Problem –
Nothing but the records themselves, exactly as written, should appear in the reply; leave out the pictures.

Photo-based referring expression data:
######
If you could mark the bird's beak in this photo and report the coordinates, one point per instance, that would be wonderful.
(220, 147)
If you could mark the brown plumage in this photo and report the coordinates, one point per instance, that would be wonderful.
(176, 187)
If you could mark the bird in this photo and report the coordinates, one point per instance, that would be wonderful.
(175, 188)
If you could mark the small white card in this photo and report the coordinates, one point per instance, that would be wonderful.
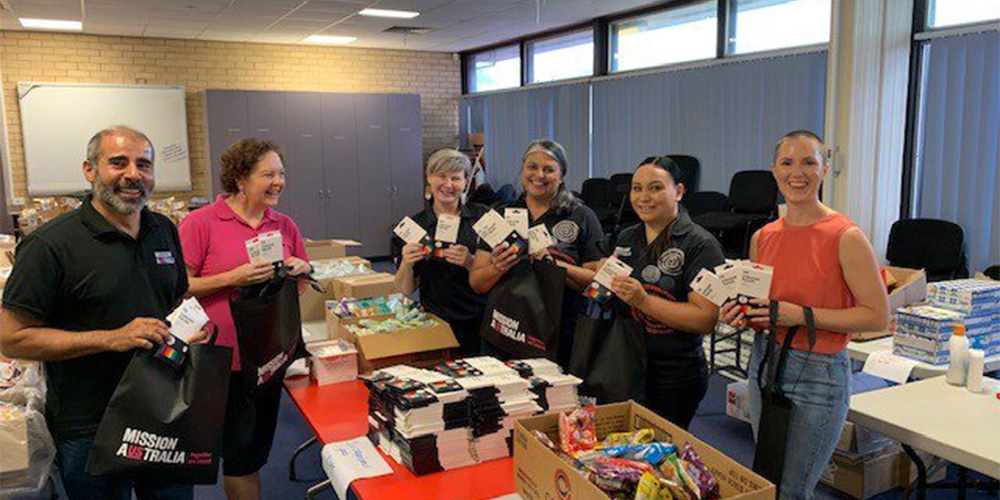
######
Output of the exercise –
If you could mark the bird's beak in this photo and report the coordinates, one point per instance, that would be wonderful.
(220, 147)
If you could mark the brown plumage in this photo and report the coordinates, one point per instance, that would be wonderful.
(176, 187)
If you could mark the bird in this photo and report the coordinates, one point per instance, that would be wonderful.
(175, 188)
If you could mark the small white card in this photo and report the coordinates, one point per instance, that would be wonderful.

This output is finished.